▶ _Exercise_
Copy out the records that follow word for word, from their first line through the line that contains "point(88, 414)". Include both of those lines and stop there.

▶ _Record excerpts_
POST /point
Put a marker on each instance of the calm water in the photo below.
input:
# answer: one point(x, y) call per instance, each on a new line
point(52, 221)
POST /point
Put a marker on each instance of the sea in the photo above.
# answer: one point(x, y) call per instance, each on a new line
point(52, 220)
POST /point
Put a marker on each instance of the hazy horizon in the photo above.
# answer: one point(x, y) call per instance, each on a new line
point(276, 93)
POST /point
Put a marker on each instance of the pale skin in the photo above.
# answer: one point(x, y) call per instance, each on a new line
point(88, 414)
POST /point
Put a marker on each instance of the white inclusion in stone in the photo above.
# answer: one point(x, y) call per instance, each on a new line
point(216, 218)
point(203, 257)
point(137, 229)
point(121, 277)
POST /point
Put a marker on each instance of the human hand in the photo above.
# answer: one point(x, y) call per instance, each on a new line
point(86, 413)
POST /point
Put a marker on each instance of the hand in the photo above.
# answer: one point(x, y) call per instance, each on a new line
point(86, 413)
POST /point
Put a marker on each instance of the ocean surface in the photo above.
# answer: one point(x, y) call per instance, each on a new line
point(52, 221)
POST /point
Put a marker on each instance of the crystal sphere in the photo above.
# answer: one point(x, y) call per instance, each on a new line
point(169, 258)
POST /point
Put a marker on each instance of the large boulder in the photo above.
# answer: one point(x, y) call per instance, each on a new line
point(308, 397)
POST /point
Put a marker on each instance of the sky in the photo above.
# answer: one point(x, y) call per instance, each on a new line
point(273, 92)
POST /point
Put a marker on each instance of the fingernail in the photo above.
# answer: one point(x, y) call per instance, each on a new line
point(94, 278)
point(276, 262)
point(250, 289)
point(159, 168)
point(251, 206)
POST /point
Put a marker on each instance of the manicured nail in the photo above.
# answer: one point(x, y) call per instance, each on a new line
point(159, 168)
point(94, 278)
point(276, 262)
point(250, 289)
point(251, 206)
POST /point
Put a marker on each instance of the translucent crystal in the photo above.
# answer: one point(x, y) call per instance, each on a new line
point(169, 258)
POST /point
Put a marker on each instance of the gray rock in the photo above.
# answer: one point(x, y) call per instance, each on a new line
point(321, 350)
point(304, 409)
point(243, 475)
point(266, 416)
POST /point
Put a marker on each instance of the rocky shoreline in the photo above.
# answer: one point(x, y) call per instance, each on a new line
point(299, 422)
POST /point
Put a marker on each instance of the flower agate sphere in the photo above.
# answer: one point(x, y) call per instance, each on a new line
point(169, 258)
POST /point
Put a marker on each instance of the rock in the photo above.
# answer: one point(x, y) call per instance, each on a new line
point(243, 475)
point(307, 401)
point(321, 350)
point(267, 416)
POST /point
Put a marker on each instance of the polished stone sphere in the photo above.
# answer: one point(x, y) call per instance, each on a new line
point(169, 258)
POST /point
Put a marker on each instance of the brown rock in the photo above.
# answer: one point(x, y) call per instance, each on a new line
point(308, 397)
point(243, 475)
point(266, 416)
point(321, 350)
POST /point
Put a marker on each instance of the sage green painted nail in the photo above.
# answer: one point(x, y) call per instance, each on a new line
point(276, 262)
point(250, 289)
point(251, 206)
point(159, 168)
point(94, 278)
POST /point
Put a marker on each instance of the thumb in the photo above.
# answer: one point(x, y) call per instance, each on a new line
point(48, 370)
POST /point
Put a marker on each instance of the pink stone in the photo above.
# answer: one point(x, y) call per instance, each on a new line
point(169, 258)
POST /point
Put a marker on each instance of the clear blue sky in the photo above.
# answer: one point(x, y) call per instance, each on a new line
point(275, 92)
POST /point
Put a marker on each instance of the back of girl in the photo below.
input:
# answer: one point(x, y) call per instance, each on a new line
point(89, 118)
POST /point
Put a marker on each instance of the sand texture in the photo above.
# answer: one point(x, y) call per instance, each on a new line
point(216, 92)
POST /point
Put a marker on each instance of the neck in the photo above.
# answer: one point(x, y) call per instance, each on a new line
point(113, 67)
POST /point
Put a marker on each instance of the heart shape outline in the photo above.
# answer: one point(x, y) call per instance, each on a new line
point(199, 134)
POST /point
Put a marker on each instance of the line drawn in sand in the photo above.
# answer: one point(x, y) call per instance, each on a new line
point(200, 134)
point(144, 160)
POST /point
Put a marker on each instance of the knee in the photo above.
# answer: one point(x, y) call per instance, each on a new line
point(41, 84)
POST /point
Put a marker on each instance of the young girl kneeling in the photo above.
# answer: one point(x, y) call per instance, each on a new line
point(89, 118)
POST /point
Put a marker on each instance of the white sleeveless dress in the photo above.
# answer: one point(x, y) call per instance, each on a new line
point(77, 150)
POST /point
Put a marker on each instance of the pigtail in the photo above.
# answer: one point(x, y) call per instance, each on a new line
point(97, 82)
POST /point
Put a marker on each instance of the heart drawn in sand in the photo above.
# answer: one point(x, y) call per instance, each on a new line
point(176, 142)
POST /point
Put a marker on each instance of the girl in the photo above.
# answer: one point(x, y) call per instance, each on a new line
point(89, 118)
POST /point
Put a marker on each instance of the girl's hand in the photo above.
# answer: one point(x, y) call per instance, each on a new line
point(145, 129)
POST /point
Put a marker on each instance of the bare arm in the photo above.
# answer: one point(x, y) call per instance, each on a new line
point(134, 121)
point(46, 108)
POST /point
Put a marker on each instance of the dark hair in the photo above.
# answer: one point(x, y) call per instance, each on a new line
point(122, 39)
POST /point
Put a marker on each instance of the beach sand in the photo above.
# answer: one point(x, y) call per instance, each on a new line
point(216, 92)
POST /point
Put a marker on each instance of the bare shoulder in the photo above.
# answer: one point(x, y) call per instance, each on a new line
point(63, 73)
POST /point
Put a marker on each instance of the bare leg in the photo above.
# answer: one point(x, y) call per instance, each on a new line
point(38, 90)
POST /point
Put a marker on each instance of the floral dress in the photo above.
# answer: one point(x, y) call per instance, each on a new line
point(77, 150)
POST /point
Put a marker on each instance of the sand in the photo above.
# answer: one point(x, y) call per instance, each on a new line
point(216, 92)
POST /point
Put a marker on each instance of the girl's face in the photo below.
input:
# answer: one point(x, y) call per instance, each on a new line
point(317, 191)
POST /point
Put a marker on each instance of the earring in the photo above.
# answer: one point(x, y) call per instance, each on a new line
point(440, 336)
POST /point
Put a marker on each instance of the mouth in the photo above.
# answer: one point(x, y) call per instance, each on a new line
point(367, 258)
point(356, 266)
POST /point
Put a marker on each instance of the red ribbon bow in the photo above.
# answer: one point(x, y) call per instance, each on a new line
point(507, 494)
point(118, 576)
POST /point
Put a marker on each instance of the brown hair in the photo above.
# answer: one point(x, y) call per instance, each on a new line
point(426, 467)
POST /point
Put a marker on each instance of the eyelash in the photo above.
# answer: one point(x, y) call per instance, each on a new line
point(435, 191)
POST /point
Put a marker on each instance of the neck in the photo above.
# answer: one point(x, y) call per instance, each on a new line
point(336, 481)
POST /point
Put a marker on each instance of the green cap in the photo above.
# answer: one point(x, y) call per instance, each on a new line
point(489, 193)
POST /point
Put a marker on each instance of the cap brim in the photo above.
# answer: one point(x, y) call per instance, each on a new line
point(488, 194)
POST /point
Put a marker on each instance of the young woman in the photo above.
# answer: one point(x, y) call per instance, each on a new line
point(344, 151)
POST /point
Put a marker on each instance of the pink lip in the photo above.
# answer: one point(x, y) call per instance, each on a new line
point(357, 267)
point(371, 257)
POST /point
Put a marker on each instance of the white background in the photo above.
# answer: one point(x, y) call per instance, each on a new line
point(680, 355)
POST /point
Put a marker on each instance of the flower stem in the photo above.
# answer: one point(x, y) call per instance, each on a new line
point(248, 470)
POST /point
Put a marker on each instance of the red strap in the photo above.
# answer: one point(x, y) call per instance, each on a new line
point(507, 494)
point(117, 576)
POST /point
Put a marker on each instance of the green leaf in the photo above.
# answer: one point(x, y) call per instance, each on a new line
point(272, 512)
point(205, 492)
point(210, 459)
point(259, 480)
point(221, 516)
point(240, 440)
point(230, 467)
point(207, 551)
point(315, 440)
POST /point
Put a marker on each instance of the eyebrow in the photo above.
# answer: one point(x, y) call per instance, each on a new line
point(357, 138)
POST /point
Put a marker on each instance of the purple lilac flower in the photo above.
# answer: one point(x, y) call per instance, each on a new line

▶ _Response to the task_
POST /point
Put a marker on each instance of the calm water in the photo below.
input:
# answer: one point(x, y) call per instance, each on a new line
point(52, 221)
POST /point
Put a marker on each instance of the sea in the photo above.
# answer: one point(x, y) call per instance, each on a new line
point(52, 220)
POST /point
Put a marker on each instance of the hazy horizon in the photo above.
# answer: one point(x, y) call per instance, each on a new line
point(276, 93)
POST /point
Put a marker on each instance of the pale skin in the photo above.
# answer: one point(x, y) call per instance, each on a new line
point(88, 414)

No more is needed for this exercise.